▸ The tasks
**1)** In the interview about memories of LAMDA, what role did JS play in the performance of Cabaret?
**2)** Write the next part of the interview about memories of LAMDA, picking up right after its final sentence.

— Start Passage provided —

DH: OK. Well, our next question is from @Daisy. What is your most memorable moment from LAMDA?

JS: LAMDA?

DH: Yeah. Now, I think you've probably got couple, but, you know, you don't have to pick just one.

JS: We did a performance of Cabaret, and that always immediately reminds me of my time there. It was such a cool venue, it was an old music hall that obviously that like Chaplin had performed on, and I was the MC. So that was a lot of fun. But then, you know, it's probably just... it's more just the silly daft exercises you do, like the object exercises, just watching people, watching one of your friends just peel a banana and eat it, and then pretend to write a diary entry, that always sticks in my head. Doing clown classes, obviously, that's had a huge impact on the work that we do. And just, you know, just having to stand up in front of 25 people which was, you know, your class, and just be funny.

DH: Yeah.

JS: You know, I thought that was really useful because that put such a crazy pressure on you. In fact, have I got time to give you a bit of a Eureka moment I had with comedy?

DH: Absolutely.

JS: I remember we had to stand up as our clown. We had to walk from behind this little flat that was put up in the room, walk from behind it, look at everyone and just do something that made everyone laugh. I think you had to fall over and make everyone laugh. And you know how you did it, how you engineered it, that was totally up to you. But really, you had like three seconds to make everyone laugh. And I remember sitting down and I was going through my head like, what could I do? My mind was racing and I thought, I know what I'll do, I've got quite loose trousers on, I'll undo the buckle now, just very subtly, then my trousers will fall down as I walk, and then I'll trip up and that'll be really, really funny. So I surreptitiously unbuckled my trousers, I got up, walked out from behind the little flat, my trousers fell down, I fell over, and nothing. Like there was no laughter whatsoever.

— End Passage provided —
— Start Data extract —

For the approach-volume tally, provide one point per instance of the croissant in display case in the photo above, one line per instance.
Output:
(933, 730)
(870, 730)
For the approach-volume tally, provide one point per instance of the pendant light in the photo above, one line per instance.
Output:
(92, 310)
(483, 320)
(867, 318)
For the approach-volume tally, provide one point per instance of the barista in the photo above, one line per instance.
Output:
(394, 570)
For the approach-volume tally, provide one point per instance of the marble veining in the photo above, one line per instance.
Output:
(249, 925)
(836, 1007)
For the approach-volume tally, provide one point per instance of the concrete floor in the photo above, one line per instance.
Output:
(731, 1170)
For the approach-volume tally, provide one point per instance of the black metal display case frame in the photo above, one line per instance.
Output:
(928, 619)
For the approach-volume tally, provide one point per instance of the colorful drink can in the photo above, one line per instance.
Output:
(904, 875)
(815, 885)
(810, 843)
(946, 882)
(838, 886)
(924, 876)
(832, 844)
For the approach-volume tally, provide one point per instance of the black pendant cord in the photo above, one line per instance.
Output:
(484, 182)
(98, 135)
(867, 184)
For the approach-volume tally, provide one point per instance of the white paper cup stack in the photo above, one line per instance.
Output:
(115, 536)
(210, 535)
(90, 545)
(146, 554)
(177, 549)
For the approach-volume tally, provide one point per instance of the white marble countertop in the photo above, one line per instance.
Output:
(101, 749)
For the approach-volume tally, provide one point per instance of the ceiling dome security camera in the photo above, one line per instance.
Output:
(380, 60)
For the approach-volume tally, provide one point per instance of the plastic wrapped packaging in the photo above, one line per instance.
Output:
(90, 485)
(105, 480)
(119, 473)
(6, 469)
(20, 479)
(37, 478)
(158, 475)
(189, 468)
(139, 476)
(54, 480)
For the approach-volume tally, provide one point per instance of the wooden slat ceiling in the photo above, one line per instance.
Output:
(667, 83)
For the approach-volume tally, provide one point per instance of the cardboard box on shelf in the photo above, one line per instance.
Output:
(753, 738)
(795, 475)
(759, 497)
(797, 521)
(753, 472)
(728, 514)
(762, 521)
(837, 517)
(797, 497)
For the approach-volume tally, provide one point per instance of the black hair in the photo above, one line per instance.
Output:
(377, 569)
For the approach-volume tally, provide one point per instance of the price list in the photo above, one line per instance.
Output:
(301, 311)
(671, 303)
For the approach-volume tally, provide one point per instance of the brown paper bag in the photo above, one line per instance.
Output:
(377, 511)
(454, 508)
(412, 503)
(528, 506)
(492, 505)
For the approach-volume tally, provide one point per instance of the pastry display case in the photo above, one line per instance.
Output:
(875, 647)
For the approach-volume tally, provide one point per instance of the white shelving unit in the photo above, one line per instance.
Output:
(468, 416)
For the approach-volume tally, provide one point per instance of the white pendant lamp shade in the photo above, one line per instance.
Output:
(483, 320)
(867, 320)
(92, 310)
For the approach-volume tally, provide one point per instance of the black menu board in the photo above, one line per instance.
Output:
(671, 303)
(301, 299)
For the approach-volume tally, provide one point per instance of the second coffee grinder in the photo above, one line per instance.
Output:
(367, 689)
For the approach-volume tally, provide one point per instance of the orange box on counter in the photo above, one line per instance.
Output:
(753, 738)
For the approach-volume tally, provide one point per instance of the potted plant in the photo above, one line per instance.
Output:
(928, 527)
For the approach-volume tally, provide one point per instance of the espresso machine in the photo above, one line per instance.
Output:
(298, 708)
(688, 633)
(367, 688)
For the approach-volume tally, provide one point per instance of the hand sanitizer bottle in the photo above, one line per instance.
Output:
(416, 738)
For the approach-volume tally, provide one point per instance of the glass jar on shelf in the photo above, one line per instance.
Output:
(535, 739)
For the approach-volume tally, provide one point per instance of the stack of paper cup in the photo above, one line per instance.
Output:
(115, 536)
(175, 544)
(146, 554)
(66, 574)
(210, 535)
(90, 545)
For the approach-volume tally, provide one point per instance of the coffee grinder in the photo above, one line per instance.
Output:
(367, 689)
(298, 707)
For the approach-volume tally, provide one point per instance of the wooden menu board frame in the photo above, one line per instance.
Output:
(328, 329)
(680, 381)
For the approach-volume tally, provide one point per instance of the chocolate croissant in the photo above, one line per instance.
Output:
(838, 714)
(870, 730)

— End Data extract —

▸ Task responses
**1)** JS was the MC.

**2)**
[DH laughs]

JS: I had really tight little pants on underneath my trousers, and my trousers were down by my ankles, and all these colleagues and friends who I was just getting to know were all just looking at me with very stern faces. And I was just totally vulnerable and exposed. And, you know, I must have gone a ridiculous shade of red and I must have looked quite alarmed, and the more wound up I got, and the more vulnerable I became, all of a sudden, those stern faces started turning into guffaws and laughs. I think it was at that moment that I realised, oh...particularly with my style, it's not really about getting people to laugh with me. It's people laughing at you. And, you know, very often the thing that's funny is just pain and a truthful vulnerability. And I think that moment actually has had quite a big effect on, you know, so much of how I perform comedy and also things I write and stuff like that.

DH: Yeah, that's really good. I think that's the kind of thing that a lot of people kind of want to know. Those sort of eureka moments because they happen so rarely, but they only happen if you're brave enough to fail I guess, or stupid enough to think you won't fail. And I think that's the joy of it.

JS: You've got to fail and fail and fail. You'll fail many more times than you'll succeed.

DH: Yeah. And then hopefully someone will come and see that success and be like oh, that was very successful.

JS: Few people remember failures. They remember successes, and they never remember failures. If you go and see a sketch show, you remember the brilliant sketches don't you. You don't remember that one that didn't make you laugh; you remember the three sketches that did make you laugh.

DH: That is very true.

JS: Look at all the Monty Python sketches. You remember the parrot sketch, and you remember the sketches that really really made you laugh. You don't remember the slightly more mixed ones, from the earlier days.

DH: The sort of stranger ones.

JS: No. You just don't because that's how the human mind works. But you've got to just be expressive and be prepared to fail to find the parrot sketch, to find the thing that's really, really funny.

DH: Well, that actually leads on, speaking of Monty Python, to @Satellitegirls question, which is, who are your comedy influences growing up?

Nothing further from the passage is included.